*What to work on*
**A)** Reproduce word for word the part of the history of Fanhams Hall that opens with the words containing "Fanhams may derive" and closes with "during the 1290s.".
**B)** Continue the history of Fanhams Hall from the point where it stops.

*Quoted text*
----------------------------------------

The history of
Fanhams Hall, Ware, Hertforshire

The early history can be traced back from 1412 to 1715 when a Queen Anne House was built to replace the original farmhouse. The present Drawing Room, with the exception of the window recesses, and the White Hall, as far as the Oak Room door give the frontage of the Queen Anne House. The depth can be judged by a view of the original back wall seen from the inner back-entrance hall through a window looking on the small inner courtyard, which in more recent years had been enclosed as an aviary. An old metal bell pull to the back door can still be seen in the original wall in this courtyard. The Queen Anne staircase from the White Hall was included in this early building. The present oak paneled Dining Room formed the site of the old conservatory. The house does not appear to have remained long in the ownership of any one family until 1859.

Fanhams may derive its name from John de Fanham who is recorded holding land in the vicinity in the Lay Subsidy Rolls for Hertfordshire in 1296.  Just who John de Fanham was remains a mystery, but he may be identical with a John de Fanham (or Farham) who is mentioned in the Calendar of the Patent Rolls of 25th April 1285 granting a license to the abbot and convent of Tychefeld (Titchfield) for the “alienation in mortmain of 10 acres of land in Stubynton (Hants)”.  Titchfield is situated a mere 4km to the west of Fareham - which is occasionally referred to in the thirteenth and fourteenth centuries as Farham - and it is possible that John de Fanham originated there and moved up to Hertfordshire at some point during the 1290s.

A more likely explanation for the name of Fanhams is that it is local in origin. The earliest direct references to the present estate - then little more than a cluster of farm buildings - are in c1420 when it is described as Brandefanhams and c1460 when it is recorded under the name of Borntfanhams.  Both these appellations are of Old English form.  The word ‘Brande’ (i.e. Brand) was often used in the middle ages to refer to the blighted or infertile nature of land or crops, while ‘bornt’ (i.e. burnt) has a similar barren connotation. The name Fanhams also lends itself to an Old English interpretation. ‘Fan’ is sometimes used locally to refer to fen or marshland, while ‘ham’ is a frequent contraction for a home or homestead.  Maybe the name indicates that the original farm was built on fenland which had been cleared by burning the scrub vegetation which it supported.

----------------------------------------

*Data extract*
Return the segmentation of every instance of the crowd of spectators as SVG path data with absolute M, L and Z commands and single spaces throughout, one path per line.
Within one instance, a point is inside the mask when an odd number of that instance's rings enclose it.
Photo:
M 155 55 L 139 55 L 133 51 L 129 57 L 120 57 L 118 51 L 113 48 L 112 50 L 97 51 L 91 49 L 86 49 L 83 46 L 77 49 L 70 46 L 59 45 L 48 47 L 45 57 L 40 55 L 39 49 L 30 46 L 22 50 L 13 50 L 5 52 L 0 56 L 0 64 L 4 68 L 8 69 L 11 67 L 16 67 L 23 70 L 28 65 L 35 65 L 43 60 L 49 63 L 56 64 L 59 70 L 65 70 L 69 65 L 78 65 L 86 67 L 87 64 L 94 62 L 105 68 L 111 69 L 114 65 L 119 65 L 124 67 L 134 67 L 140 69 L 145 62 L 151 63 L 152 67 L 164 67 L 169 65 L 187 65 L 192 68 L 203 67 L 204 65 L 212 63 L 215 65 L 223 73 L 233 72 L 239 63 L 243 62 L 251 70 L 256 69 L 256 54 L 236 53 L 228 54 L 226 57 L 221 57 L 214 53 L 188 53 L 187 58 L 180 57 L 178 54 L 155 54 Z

----------------------------------------

*Task-by-task answers*
**A)**
Fanhams may derive its name from John de Fanham who is recorded holding land in the vicinity in the Lay Subsidy Rolls for Hertfordshire in 1296.  Just who John de Fanham was remains a mystery, but he may be identical with a John de Fanham (or Farham) who is mentioned in the Calendar of the Patent Rolls of 25th April 1285 granting a license to the abbot and convent of Tychefeld (Titchfield) for the “alienation in mortmain of 10 acres of land in Stubynton (Hants)”.  Titchfield is situated a mere 4km to the west of Fareham - which is occasionally referred to in the thirteenth and fourteenth centuries as Farham - and it is possible that John de Fanham originated there and moved up to Hertfordshire at some point during the 1290s.

**B)**
A brick embedded in a wall at the house bears the crudely carved date of 1412, and this  has led some commentators to assume that this refers to the year in which the original brick farmhouse on the site was built.  On the face of it this would appear to fit in extremely well with the first documentary references to the farm which occur in the first half of the fifteenth century.  However, in England, brick making (a craft which had effectively died out with the departure of the Romans) only began to revive slowly during the beginning of the fifteenth century and it is extremely unlikely that valuable bricks would have been used in the construction of an obscure farmhouse.  The date is more probably a later commemoration of the supposed antiquity of the original farm.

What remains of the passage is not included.